::: Exercise text :::

Keep the Faith

It Broke

This time three days ago, I was sat in a hospital room. My arms were bandaged and the walls around me were covered in a mixture of five familiar faces. I had a shirt on which bore the words ‘My Chemical Romance’ and my heart was wrenching itself against my ribcage. My insides were bubbling against each other in fits of desperation and my head was pounding. As my brain fleeted images of escape in different motions, I lay defeated.

Four hours later, I sat in another room of the hospital. Four friends surrounded me, as our sixth soldier was starkly absent. Police officers searched a room upstairs, scrabbling through our friend’s belongings, eyes glancing for clues. Dogs searched the grounds outside whilst helicopters split through the air. More police searched with the dogs, pointing their torches conspicuously into the trees, begging not to find the haunted body of a boy hanging from the branches.

My insides were motionless now as my body desperately searched for breath. My brain fleeted images of death, destruction and desperation - but no longer mine; my mind no longer begged for escape, just relief. As I eavesdropped for any snippet of information, my breath became thinner and thinner. Eventually I went to bed, ready for a near sleepless night.

::: Supplied entries :::

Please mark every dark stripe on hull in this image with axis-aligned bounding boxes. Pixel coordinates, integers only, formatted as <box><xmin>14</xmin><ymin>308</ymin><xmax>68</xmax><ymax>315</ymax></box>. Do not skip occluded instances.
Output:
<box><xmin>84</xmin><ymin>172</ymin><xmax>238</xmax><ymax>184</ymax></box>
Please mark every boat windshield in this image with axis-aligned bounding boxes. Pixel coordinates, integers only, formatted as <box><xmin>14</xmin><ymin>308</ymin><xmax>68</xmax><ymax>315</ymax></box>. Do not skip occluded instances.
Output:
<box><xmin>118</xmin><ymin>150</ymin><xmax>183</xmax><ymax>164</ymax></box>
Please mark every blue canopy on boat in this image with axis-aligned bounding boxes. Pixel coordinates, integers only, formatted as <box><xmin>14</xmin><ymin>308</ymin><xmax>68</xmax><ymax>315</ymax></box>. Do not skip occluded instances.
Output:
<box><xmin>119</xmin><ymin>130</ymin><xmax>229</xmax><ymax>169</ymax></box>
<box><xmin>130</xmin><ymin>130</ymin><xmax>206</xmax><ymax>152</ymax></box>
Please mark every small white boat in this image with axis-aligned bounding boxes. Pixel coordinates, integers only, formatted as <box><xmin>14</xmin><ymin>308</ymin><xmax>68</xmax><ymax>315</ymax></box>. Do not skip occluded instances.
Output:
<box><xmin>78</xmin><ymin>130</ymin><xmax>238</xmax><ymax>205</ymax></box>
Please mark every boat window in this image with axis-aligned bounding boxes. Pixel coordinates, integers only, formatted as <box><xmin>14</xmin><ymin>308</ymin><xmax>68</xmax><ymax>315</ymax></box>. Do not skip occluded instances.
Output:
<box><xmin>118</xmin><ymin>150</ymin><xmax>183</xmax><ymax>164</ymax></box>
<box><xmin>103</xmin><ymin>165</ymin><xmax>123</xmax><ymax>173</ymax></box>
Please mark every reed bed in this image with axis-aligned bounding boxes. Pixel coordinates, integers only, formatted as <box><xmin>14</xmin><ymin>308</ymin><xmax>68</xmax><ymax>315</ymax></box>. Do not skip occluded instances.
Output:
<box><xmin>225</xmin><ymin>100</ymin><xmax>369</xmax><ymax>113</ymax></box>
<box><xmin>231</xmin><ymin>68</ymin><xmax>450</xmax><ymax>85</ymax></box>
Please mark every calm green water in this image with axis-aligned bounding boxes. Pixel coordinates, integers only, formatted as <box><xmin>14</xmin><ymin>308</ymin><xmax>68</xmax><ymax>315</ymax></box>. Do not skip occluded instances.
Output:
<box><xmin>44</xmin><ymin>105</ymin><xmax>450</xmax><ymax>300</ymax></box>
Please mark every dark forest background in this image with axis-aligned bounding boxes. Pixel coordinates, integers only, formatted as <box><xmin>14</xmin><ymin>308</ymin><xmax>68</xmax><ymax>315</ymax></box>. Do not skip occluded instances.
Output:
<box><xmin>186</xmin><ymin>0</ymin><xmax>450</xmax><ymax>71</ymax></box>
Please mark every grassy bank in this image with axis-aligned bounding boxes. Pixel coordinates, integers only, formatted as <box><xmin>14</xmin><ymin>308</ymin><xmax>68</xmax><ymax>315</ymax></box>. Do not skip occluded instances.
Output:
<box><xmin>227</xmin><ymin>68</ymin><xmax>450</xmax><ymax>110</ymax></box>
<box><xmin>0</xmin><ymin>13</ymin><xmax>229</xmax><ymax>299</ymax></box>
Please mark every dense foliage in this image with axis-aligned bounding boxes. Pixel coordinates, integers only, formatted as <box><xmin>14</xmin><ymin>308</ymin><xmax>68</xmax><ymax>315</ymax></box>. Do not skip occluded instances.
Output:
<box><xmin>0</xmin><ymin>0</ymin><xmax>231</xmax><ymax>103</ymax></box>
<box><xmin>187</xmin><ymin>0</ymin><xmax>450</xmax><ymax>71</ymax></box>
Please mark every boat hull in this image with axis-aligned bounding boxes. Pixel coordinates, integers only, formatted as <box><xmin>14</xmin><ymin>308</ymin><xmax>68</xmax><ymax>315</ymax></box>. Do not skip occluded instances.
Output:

:::

▶ **What you have to do**
For each statement, say yes or no to whether it agrees with the hospital account, and quote the words from the account that decide it. 1. The narrator's shirt bore the words "My Chemical Romance." 2. Four hours later, five friends surrounded the narrator. 3. Helicopters took part in the search. The listing has no connection to the hospital account.

▶ **Finished exercise**
1. Yes: "I had a shirt on which bore the words ‘My Chemical Romance’"
2. No: "Four friends surrounded me"
3. Yes: "Dogs searched the grounds outside whilst helicopters split through the air."